Records from a dataset
▶
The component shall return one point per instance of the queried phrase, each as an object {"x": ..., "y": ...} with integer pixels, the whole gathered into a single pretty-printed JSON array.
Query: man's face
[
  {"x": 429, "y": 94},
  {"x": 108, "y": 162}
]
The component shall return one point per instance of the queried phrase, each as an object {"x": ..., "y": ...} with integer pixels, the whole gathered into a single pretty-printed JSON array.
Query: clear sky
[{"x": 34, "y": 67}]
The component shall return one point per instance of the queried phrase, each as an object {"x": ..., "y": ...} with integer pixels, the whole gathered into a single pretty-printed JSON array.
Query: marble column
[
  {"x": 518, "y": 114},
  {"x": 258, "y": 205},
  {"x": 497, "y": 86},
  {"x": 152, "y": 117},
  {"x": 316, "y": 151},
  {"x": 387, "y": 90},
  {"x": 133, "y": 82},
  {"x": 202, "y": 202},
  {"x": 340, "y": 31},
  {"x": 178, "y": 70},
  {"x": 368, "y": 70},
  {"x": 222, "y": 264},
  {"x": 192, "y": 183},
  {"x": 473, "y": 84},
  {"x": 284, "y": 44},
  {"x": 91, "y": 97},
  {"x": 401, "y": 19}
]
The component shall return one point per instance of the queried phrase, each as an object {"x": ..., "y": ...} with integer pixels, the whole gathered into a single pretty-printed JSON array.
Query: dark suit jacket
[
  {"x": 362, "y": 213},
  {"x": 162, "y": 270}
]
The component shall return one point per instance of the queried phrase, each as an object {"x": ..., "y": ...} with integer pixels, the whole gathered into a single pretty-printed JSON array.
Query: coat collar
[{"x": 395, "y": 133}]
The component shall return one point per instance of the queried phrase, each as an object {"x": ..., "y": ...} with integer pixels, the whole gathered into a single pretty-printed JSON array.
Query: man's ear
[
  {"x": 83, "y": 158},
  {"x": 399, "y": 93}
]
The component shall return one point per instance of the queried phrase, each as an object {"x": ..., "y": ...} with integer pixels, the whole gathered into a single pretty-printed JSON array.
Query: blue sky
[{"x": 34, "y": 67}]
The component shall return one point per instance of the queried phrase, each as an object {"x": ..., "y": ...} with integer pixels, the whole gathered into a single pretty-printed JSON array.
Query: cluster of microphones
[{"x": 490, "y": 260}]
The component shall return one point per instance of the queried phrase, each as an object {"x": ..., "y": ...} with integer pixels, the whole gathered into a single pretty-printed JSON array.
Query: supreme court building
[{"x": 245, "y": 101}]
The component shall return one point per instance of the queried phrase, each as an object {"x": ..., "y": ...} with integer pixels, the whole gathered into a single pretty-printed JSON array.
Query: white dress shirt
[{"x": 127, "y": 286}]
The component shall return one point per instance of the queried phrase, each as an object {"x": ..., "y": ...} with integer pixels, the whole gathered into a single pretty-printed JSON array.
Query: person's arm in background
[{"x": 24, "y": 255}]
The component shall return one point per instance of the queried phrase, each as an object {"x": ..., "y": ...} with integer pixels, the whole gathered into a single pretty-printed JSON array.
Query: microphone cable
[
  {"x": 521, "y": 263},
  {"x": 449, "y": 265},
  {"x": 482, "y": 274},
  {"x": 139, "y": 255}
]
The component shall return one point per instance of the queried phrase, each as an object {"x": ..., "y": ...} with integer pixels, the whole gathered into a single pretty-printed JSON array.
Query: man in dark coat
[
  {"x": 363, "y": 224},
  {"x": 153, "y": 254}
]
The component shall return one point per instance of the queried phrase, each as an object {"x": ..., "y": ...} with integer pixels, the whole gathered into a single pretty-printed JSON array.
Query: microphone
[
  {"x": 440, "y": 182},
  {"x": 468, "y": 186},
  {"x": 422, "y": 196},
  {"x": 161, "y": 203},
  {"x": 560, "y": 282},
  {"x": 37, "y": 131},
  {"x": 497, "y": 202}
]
◀
Task requirements:
Reproduce the lines above. Leave each one as it is.

Exercise output:
The component shall return one point per instance of the queried phrase, each as an object {"x": ..., "y": ...} with integer pixels, the whole gathered into a single pretty-printed JSON array.
Query: man's face
[
  {"x": 429, "y": 94},
  {"x": 108, "y": 162}
]
The component shall return one point per instance of the queried phrase, each as an object {"x": ..., "y": ...} with integer pixels, the whole gathered into a single pretty-printed JSON array.
Query: clear sky
[{"x": 34, "y": 67}]
The component shall return one point per instance of the queried phrase, each as an object {"x": ..., "y": ...} with integer pixels, the whole gathered into a single pretty-printed JSON array.
Query: marble column
[
  {"x": 518, "y": 114},
  {"x": 258, "y": 205},
  {"x": 497, "y": 86},
  {"x": 152, "y": 117},
  {"x": 316, "y": 151},
  {"x": 387, "y": 90},
  {"x": 133, "y": 82},
  {"x": 202, "y": 202},
  {"x": 340, "y": 31},
  {"x": 178, "y": 70},
  {"x": 368, "y": 70},
  {"x": 222, "y": 264},
  {"x": 192, "y": 183},
  {"x": 473, "y": 84},
  {"x": 284, "y": 44},
  {"x": 91, "y": 97},
  {"x": 401, "y": 19}
]
The component shall return one point per instance of the queried phrase, each as an object {"x": ..., "y": ...} with integer pixels, the whole gathered into a single pretty-printed JSON array.
Query: dark suit jacket
[
  {"x": 362, "y": 213},
  {"x": 162, "y": 270}
]
The component shall return one point per instance of the queried phrase, each as an object {"x": ..., "y": ...} with integer pixels, the whole gathered into a single pretty-printed JSON array.
Query: coat collar
[{"x": 395, "y": 133}]
The component shall return one point per instance of the queried phrase, each as an object {"x": ..., "y": ...} with integer pixels, the whole gathered into a single pretty-printed JSON array.
Query: man's ear
[
  {"x": 83, "y": 158},
  {"x": 399, "y": 93}
]
The component shall return one point per instance of the queried phrase, each as an object {"x": ..., "y": ...} with integer pixels, the whole gathered into a single pretty-printed JSON array.
Query: blue sky
[{"x": 34, "y": 67}]
The component shall return one point per instance of the queried phrase, each as an object {"x": ..., "y": ...} with integer pixels, the whole gathered into a single pretty-printed JSON array.
Query: cluster of microphones
[{"x": 490, "y": 260}]
The component shall return one point per instance of the queried phrase, each as an object {"x": ..., "y": ...} with integer pixels, the whole gathered into a single pretty-printed JSON array.
Query: supreme court building
[{"x": 245, "y": 101}]
The component shall return one point per instance of the queried phrase, each as an object {"x": ..., "y": ...} with integer pixels, the whole gathered into a single pretty-printed JSON array.
Query: white dress shirt
[{"x": 127, "y": 286}]
The component shall return one point per instance of the queried phrase, each as an object {"x": ..., "y": ...} with integer pixels, the whole gathered into a single pretty-printed JSON array.
Query: person's arm in background
[{"x": 24, "y": 255}]
The component shall return one point per instance of the queried phrase, each as an object {"x": ..., "y": ...} with integer pixels, the whole gathered into a single pretty-printed JSON array.
Query: microphone cable
[
  {"x": 521, "y": 263},
  {"x": 449, "y": 265},
  {"x": 482, "y": 274},
  {"x": 139, "y": 255}
]
The component shall return one point per instance of the queried phrase, each as an object {"x": ..., "y": ...} with integer pixels, the whole gathered into a single pretty-printed JSON array.
Query: man in dark coat
[
  {"x": 363, "y": 224},
  {"x": 153, "y": 254}
]
The component shall return one point per instance of the queried phrase, each as an object {"x": ..., "y": ...} with integer pixels, the whole gathered into a single pretty-printed JSON array.
Query: microphone
[
  {"x": 440, "y": 182},
  {"x": 468, "y": 186},
  {"x": 422, "y": 196},
  {"x": 161, "y": 203},
  {"x": 560, "y": 282},
  {"x": 37, "y": 131},
  {"x": 497, "y": 202}
]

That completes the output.